Records
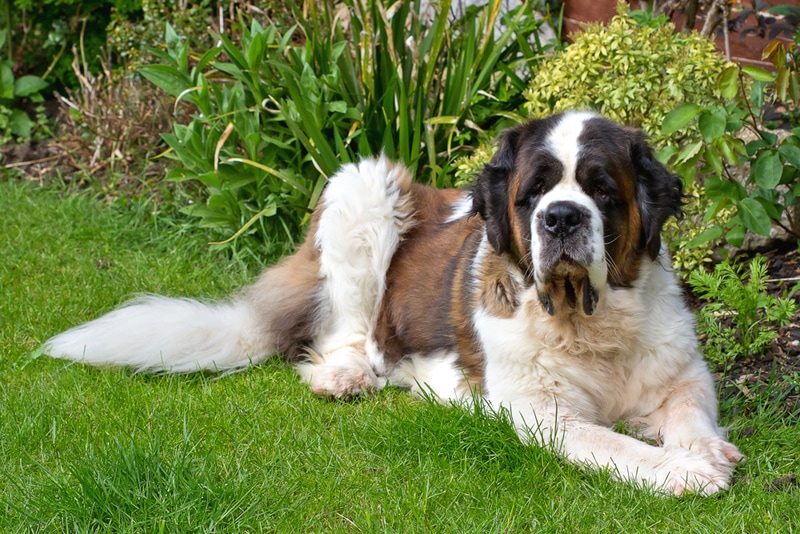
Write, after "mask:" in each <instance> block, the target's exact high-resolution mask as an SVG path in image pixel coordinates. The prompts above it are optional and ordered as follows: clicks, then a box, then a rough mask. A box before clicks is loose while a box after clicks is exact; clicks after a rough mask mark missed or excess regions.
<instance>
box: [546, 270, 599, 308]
mask: <svg viewBox="0 0 800 534" xmlns="http://www.w3.org/2000/svg"><path fill="white" fill-rule="evenodd" d="M537 286H538V287H537V290H538V294H539V301H540V302H541V303H542V306H543V307H544V309H545V311H547V313H548V314H550V315H553V316H555V315H556V314H557V313H559V312H560V311H562V310H567V311H568V310H580V311H582V312H583V314H584V315H587V316H589V315H594V313H595V311H597V301H598V299H599V294H598V290H597V288H596V287H594V286H593V285H592V283H591V280H590V278H589V271H588V269H587V268H586V267H584V266H583V265H580V264H578V263H576V262H575V261H574V260H571V259H568V258H563V259H562V260H561V261H560V262H559V263H558V264H556V265H555V266H554V267H553V269H552V270H551V271H550V273H549V274H548V276H547V277H546V279H545V280H544V281H543V283H541V284H537Z"/></svg>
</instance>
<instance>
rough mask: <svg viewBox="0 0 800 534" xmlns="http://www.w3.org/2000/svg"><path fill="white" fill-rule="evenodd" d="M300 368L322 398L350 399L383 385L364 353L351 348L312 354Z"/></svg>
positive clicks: (298, 368)
mask: <svg viewBox="0 0 800 534" xmlns="http://www.w3.org/2000/svg"><path fill="white" fill-rule="evenodd" d="M296 370H297V372H298V373H299V374H300V377H301V378H302V379H303V381H305V382H306V383H308V384H309V385H310V386H311V391H313V392H314V393H316V394H317V395H319V396H321V397H335V398H337V399H349V398H352V397H354V396H356V395H361V394H363V393H367V392H369V391H372V390H375V389H380V388H381V387H382V385H383V384H382V382H381V381H380V379H379V378H378V376H377V375H376V374H375V372H374V371H373V370H372V367H371V366H370V365H369V363H368V362H367V361H366V359H365V358H364V356H363V355H362V353H361V352H359V351H357V350H355V349H352V348H350V347H345V348H343V349H339V350H337V351H333V352H330V353H327V354H325V355H318V354H311V355H309V361H308V362H303V363H301V364H298V365H297V366H296Z"/></svg>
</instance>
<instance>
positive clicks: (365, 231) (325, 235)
mask: <svg viewBox="0 0 800 534" xmlns="http://www.w3.org/2000/svg"><path fill="white" fill-rule="evenodd" d="M410 189H411V176H410V174H409V172H408V170H407V169H406V168H405V167H403V166H401V165H396V164H393V163H391V162H390V161H388V160H387V159H386V158H384V157H381V158H379V159H377V160H364V161H362V162H360V163H358V164H349V165H345V166H344V167H343V168H342V169H341V170H340V171H339V172H338V173H337V174H336V175H334V176H333V177H332V178H331V180H330V182H329V184H328V186H327V188H326V189H325V192H324V193H323V196H322V199H321V203H320V212H319V214H318V226H317V228H316V232H315V235H314V242H315V244H316V248H317V250H318V252H319V274H320V277H321V286H320V303H321V306H320V308H321V315H322V321H321V323H320V324H321V326H320V328H319V330H318V334H317V335H316V336H315V337H314V340H313V342H312V343H311V347H310V348H311V350H310V354H309V358H308V361H306V362H303V363H301V364H299V365H298V366H297V370H298V373H299V374H300V376H301V377H302V379H303V380H304V381H306V382H307V383H308V384H309V385H310V386H311V388H312V390H313V391H314V392H315V393H317V394H318V395H330V396H334V397H350V396H352V395H357V394H359V393H362V392H364V391H366V390H369V389H373V388H380V387H382V386H383V382H381V380H380V378H379V377H378V376H377V375H376V373H375V371H374V370H373V367H372V365H371V363H370V361H369V358H368V356H367V354H366V347H365V344H366V341H367V338H368V337H369V336H370V334H371V330H372V326H373V324H374V321H375V318H376V316H377V310H378V306H379V303H380V300H381V297H382V295H383V293H384V290H385V286H386V272H387V270H388V268H389V264H390V262H391V259H392V256H393V255H394V252H395V250H397V246H398V244H399V243H400V239H401V237H402V235H403V233H404V232H405V231H406V230H407V229H408V228H409V227H410V225H411V224H412V213H411V212H412V209H413V206H412V203H411V201H410V193H409V192H410Z"/></svg>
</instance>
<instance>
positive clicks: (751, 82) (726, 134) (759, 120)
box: [664, 38, 800, 247]
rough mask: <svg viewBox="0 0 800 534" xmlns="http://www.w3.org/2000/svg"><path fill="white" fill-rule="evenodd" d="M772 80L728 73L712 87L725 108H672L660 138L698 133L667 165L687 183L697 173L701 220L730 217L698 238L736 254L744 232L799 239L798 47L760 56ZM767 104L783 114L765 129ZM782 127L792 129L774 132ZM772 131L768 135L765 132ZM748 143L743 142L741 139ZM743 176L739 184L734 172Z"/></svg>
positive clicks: (798, 56) (684, 146) (685, 106)
mask: <svg viewBox="0 0 800 534" xmlns="http://www.w3.org/2000/svg"><path fill="white" fill-rule="evenodd" d="M765 56H766V57H768V58H769V59H770V60H771V61H772V63H773V66H774V67H775V70H774V72H767V71H765V70H763V69H760V68H757V67H752V66H744V67H739V66H731V67H729V68H727V69H726V70H725V71H723V72H722V73H721V74H720V75H719V76H718V77H717V80H716V84H717V87H718V89H719V91H720V93H721V94H722V95H723V96H724V97H725V98H726V101H725V102H723V103H718V104H698V103H687V104H683V105H681V106H678V107H677V108H675V109H674V110H673V111H672V112H671V113H670V114H669V115H668V117H667V119H666V121H665V123H664V132H665V133H666V134H671V133H672V132H682V131H687V130H691V131H698V132H699V133H700V137H699V139H696V140H693V141H687V142H685V143H684V145H683V147H682V148H681V149H680V150H677V149H676V150H674V151H673V152H672V153H671V154H670V157H669V160H670V161H671V162H673V163H674V164H675V165H676V168H677V169H678V170H679V171H680V172H681V173H682V174H684V175H686V176H694V173H695V169H697V168H698V167H700V168H701V172H702V178H703V179H704V181H705V191H706V195H707V196H708V198H709V200H710V202H709V206H708V209H707V211H706V216H705V217H706V220H709V221H711V220H716V219H718V215H719V213H720V212H722V211H723V210H728V211H732V212H733V216H732V217H729V218H728V219H727V220H726V221H725V220H724V221H722V222H723V224H716V225H715V226H713V227H711V228H709V229H708V231H707V232H706V233H705V234H704V235H703V236H702V237H703V238H704V239H719V238H722V237H724V238H725V240H727V242H728V243H730V244H731V245H733V246H737V247H738V246H741V245H742V242H743V241H744V238H745V233H746V232H747V231H751V232H754V233H756V234H760V235H765V236H766V235H770V232H771V230H772V226H773V225H777V226H780V227H781V228H782V229H783V230H785V231H786V233H787V234H788V235H790V236H792V237H793V238H794V239H800V220H798V210H797V206H798V201H797V198H798V196H800V125H799V124H798V121H797V119H796V117H800V108H798V103H800V68H798V60H800V46H799V45H798V38H795V42H794V43H792V44H785V43H782V42H780V41H775V42H774V43H772V44H771V45H769V46H768V47H767V49H766V50H765ZM767 103H774V104H778V105H779V107H781V108H783V113H782V116H780V117H779V120H778V121H773V122H772V123H770V121H769V120H768V118H767V116H766V111H767V110H768V107H767V106H765V104H767ZM781 123H784V124H786V125H787V126H788V127H789V128H791V129H784V130H780V129H779V128H777V127H778V126H780V125H781ZM770 127H772V128H770ZM745 135H748V136H749V137H746V136H745ZM738 169H748V170H749V173H748V174H747V176H746V177H744V178H739V177H737V172H736V170H738Z"/></svg>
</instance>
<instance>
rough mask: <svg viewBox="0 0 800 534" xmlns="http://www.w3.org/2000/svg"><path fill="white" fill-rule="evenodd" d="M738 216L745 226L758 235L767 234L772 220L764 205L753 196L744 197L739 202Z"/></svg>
mask: <svg viewBox="0 0 800 534" xmlns="http://www.w3.org/2000/svg"><path fill="white" fill-rule="evenodd" d="M738 213H739V218H740V219H741V221H742V224H744V225H745V227H746V228H747V229H748V230H750V231H752V232H755V233H757V234H760V235H769V231H770V228H772V222H771V219H770V217H769V215H768V214H767V212H766V210H765V209H764V206H762V205H761V203H760V202H759V201H757V200H756V199H754V198H745V199H744V200H742V201H741V202H740V203H739V209H738Z"/></svg>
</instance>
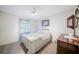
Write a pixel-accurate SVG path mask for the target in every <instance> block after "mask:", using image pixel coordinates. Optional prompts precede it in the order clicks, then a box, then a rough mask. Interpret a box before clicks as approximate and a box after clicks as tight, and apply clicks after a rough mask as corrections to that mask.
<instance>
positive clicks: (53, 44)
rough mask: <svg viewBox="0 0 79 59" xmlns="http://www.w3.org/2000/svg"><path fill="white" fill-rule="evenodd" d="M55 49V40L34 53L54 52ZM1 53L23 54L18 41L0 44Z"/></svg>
mask: <svg viewBox="0 0 79 59" xmlns="http://www.w3.org/2000/svg"><path fill="white" fill-rule="evenodd" d="M56 49H57V45H56V43H55V42H50V43H48V44H47V45H46V46H45V47H43V48H42V49H41V50H40V51H38V52H37V53H36V54H55V53H56V51H57V50H56ZM0 53H1V54H25V52H24V50H23V48H22V47H21V45H20V44H19V43H18V42H15V43H11V44H7V45H4V46H0Z"/></svg>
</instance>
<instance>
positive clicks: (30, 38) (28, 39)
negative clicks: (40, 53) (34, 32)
mask: <svg viewBox="0 0 79 59" xmlns="http://www.w3.org/2000/svg"><path fill="white" fill-rule="evenodd" d="M51 39H52V35H51V34H50V33H32V34H28V35H26V34H24V35H22V37H21V42H23V44H24V46H25V47H26V48H27V49H28V52H27V53H28V54H34V53H36V52H37V51H38V50H40V49H41V48H42V47H43V46H45V45H46V44H47V43H48V42H50V41H51Z"/></svg>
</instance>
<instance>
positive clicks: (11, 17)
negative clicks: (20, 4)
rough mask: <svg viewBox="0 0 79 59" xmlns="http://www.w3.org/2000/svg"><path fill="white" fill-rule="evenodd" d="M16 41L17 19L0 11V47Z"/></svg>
mask: <svg viewBox="0 0 79 59" xmlns="http://www.w3.org/2000/svg"><path fill="white" fill-rule="evenodd" d="M16 41H18V18H17V17H16V16H14V15H11V14H8V13H4V12H1V11H0V46H1V45H5V44H9V43H12V42H16Z"/></svg>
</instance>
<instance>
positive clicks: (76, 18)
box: [67, 15, 78, 29]
mask: <svg viewBox="0 0 79 59" xmlns="http://www.w3.org/2000/svg"><path fill="white" fill-rule="evenodd" d="M74 26H75V28H77V27H78V19H77V18H75V16H74V15H72V16H70V17H69V18H68V19H67V27H69V28H72V29H74Z"/></svg>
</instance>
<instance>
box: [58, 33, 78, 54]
mask: <svg viewBox="0 0 79 59" xmlns="http://www.w3.org/2000/svg"><path fill="white" fill-rule="evenodd" d="M66 35H67V34H61V35H60V36H59V38H58V39H57V53H58V54H75V53H76V54H77V53H79V37H78V36H77V38H76V39H68V38H65V36H66Z"/></svg>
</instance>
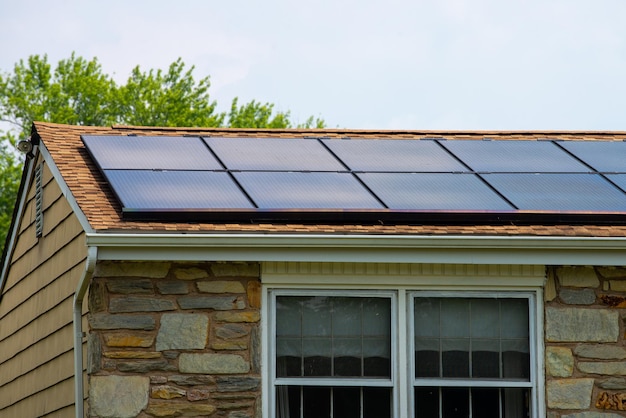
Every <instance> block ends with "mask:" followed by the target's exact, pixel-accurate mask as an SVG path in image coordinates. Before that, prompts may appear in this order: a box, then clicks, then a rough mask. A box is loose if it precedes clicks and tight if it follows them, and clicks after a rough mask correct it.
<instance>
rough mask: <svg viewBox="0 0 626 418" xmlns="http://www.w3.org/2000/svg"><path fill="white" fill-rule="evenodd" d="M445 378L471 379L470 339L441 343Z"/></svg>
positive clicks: (455, 340)
mask: <svg viewBox="0 0 626 418" xmlns="http://www.w3.org/2000/svg"><path fill="white" fill-rule="evenodd" d="M441 350H442V355H441V360H442V366H443V377H469V375H470V374H469V339H464V340H460V339H449V340H442V341H441Z"/></svg>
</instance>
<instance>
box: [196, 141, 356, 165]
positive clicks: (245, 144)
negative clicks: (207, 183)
mask: <svg viewBox="0 0 626 418" xmlns="http://www.w3.org/2000/svg"><path fill="white" fill-rule="evenodd" d="M203 140H204V141H205V143H206V144H207V145H208V146H209V148H211V150H212V151H213V152H214V153H215V155H216V156H217V157H218V158H219V159H220V161H221V162H222V163H223V164H224V166H225V167H226V168H227V169H229V170H233V171H347V170H346V167H344V166H343V164H341V162H339V161H338V160H337V159H336V158H335V157H334V156H333V155H332V154H331V153H329V152H328V150H326V148H324V147H323V146H322V145H321V144H320V143H319V141H318V140H317V139H305V138H290V139H285V138H221V137H206V138H203Z"/></svg>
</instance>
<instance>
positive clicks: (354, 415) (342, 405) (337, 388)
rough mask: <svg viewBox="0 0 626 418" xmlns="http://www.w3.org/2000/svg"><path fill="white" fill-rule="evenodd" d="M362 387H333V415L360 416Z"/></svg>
mask: <svg viewBox="0 0 626 418" xmlns="http://www.w3.org/2000/svg"><path fill="white" fill-rule="evenodd" d="M360 411H361V388H334V389H333V417H345V418H360V416H361V414H360Z"/></svg>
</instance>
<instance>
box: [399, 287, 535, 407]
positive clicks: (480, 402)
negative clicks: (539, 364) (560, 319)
mask: <svg viewBox="0 0 626 418" xmlns="http://www.w3.org/2000/svg"><path fill="white" fill-rule="evenodd" d="M411 301H412V305H413V309H412V311H413V315H412V316H411V320H412V321H413V327H412V328H413V350H412V351H413V352H414V361H413V363H412V364H413V373H412V374H413V379H412V380H413V387H414V395H413V402H414V410H415V411H419V413H418V414H415V416H419V417H420V418H421V417H423V418H441V417H444V418H448V417H454V418H456V417H480V418H500V417H506V418H526V417H529V416H530V412H529V411H530V396H531V389H532V387H533V384H532V379H531V367H530V364H531V363H530V354H531V349H530V347H531V343H530V335H531V332H530V322H529V312H530V298H529V297H528V296H526V297H524V296H521V295H517V294H500V295H490V296H477V297H467V296H465V297H458V296H457V297H454V296H451V297H440V296H437V295H436V294H428V293H415V294H413V295H412V298H411Z"/></svg>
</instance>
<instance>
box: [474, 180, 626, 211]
mask: <svg viewBox="0 0 626 418" xmlns="http://www.w3.org/2000/svg"><path fill="white" fill-rule="evenodd" d="M480 176H481V177H482V178H483V179H485V181H486V182H487V183H489V184H490V185H491V186H492V187H494V188H495V189H496V190H498V191H499V192H500V193H501V194H502V195H503V196H505V197H506V198H507V199H508V200H509V201H510V202H512V203H513V204H514V205H515V206H517V208H518V209H519V210H520V211H536V212H554V213H567V212H570V213H576V212H597V213H601V212H613V213H617V212H620V213H624V214H626V194H624V193H623V192H622V191H621V190H619V189H618V188H616V187H615V186H613V185H612V184H611V183H610V182H608V181H607V180H606V179H605V178H604V177H602V176H601V175H599V174H589V173H567V174H563V173H535V174H530V173H514V174H511V173H489V174H481V175H480ZM582 196H584V197H586V199H582V198H581V197H582Z"/></svg>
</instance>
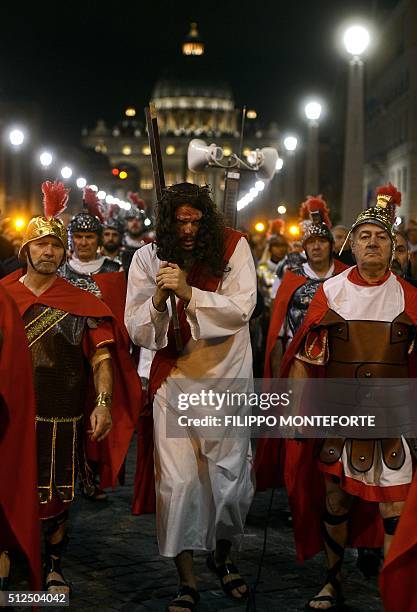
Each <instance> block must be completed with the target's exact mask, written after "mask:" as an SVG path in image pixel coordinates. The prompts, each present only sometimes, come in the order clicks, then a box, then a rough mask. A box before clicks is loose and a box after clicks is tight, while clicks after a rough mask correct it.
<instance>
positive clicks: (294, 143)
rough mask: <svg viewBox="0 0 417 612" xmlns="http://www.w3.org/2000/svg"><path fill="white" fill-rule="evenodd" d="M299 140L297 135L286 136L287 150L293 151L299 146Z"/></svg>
mask: <svg viewBox="0 0 417 612" xmlns="http://www.w3.org/2000/svg"><path fill="white" fill-rule="evenodd" d="M297 144H298V140H297V138H296V136H286V137H285V138H284V147H285V148H286V150H287V151H289V152H291V153H293V152H294V151H295V150H296V148H297Z"/></svg>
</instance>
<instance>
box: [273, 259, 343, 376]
mask: <svg viewBox="0 0 417 612" xmlns="http://www.w3.org/2000/svg"><path fill="white" fill-rule="evenodd" d="M347 267H348V266H346V265H345V264H344V263H342V262H341V261H338V260H337V259H335V260H334V274H333V276H336V275H337V274H340V272H343V270H346V269H347ZM307 280H308V279H307V278H306V277H305V276H301V274H295V273H294V272H292V271H291V270H287V271H286V272H285V274H284V277H283V279H282V283H281V285H280V287H279V289H278V292H277V295H276V297H275V300H274V308H273V310H272V314H271V322H270V324H269V329H268V337H267V340H266V349H265V366H264V378H271V376H272V371H271V352H272V349H273V348H274V346H275V343H276V341H277V340H278V336H279V332H280V331H281V327H282V325H283V323H284V319H285V317H286V315H287V311H288V306H289V303H290V300H291V298H292V296H293V295H294V293H295V291H296V290H297V289H298V287H301V285H304V283H305V282H306V281H307Z"/></svg>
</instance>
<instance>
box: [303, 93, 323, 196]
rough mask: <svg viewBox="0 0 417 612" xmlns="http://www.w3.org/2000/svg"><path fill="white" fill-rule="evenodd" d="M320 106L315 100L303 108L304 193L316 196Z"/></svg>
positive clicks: (320, 114)
mask: <svg viewBox="0 0 417 612" xmlns="http://www.w3.org/2000/svg"><path fill="white" fill-rule="evenodd" d="M321 111H322V106H321V104H320V102H318V101H317V100H310V102H307V104H306V105H305V107H304V112H305V115H306V118H307V120H308V140H307V163H306V177H305V193H306V194H311V195H316V194H317V193H318V190H319V119H320V116H321Z"/></svg>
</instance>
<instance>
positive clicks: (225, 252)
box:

Problem statement
Using the records above, write out exactly the lines between the one holding "box: [196, 141, 356, 165]" and the one holding "positive clicks: (480, 402)", inclusive; leave everything else out.

Exercise output
box: [196, 141, 356, 165]
positive clicks: (245, 144)
negative clicks: (207, 183)
mask: <svg viewBox="0 0 626 418" xmlns="http://www.w3.org/2000/svg"><path fill="white" fill-rule="evenodd" d="M203 140H204V141H205V143H206V144H207V145H208V146H209V148H211V150H212V151H213V152H214V153H215V155H216V156H217V157H218V158H219V159H220V161H221V162H222V163H223V164H224V166H225V167H226V168H227V169H229V170H233V171H347V170H346V167H344V166H343V164H341V162H339V161H338V160H337V159H336V158H335V157H334V156H333V155H332V154H331V153H329V152H328V150H326V148H324V147H323V146H322V145H321V144H320V143H319V141H318V140H317V139H305V138H290V139H285V138H221V137H206V138H203Z"/></svg>
</instance>
<instance>
positive clicks: (354, 415) (342, 405) (337, 388)
rough mask: <svg viewBox="0 0 626 418" xmlns="http://www.w3.org/2000/svg"><path fill="white" fill-rule="evenodd" d="M362 387H333V415L360 416Z"/></svg>
mask: <svg viewBox="0 0 626 418" xmlns="http://www.w3.org/2000/svg"><path fill="white" fill-rule="evenodd" d="M360 411H361V388H334V389H333V417H345V418H360V416H361V414H360Z"/></svg>
</instance>
<instance>
box: [399, 287, 535, 407]
positive clicks: (480, 402)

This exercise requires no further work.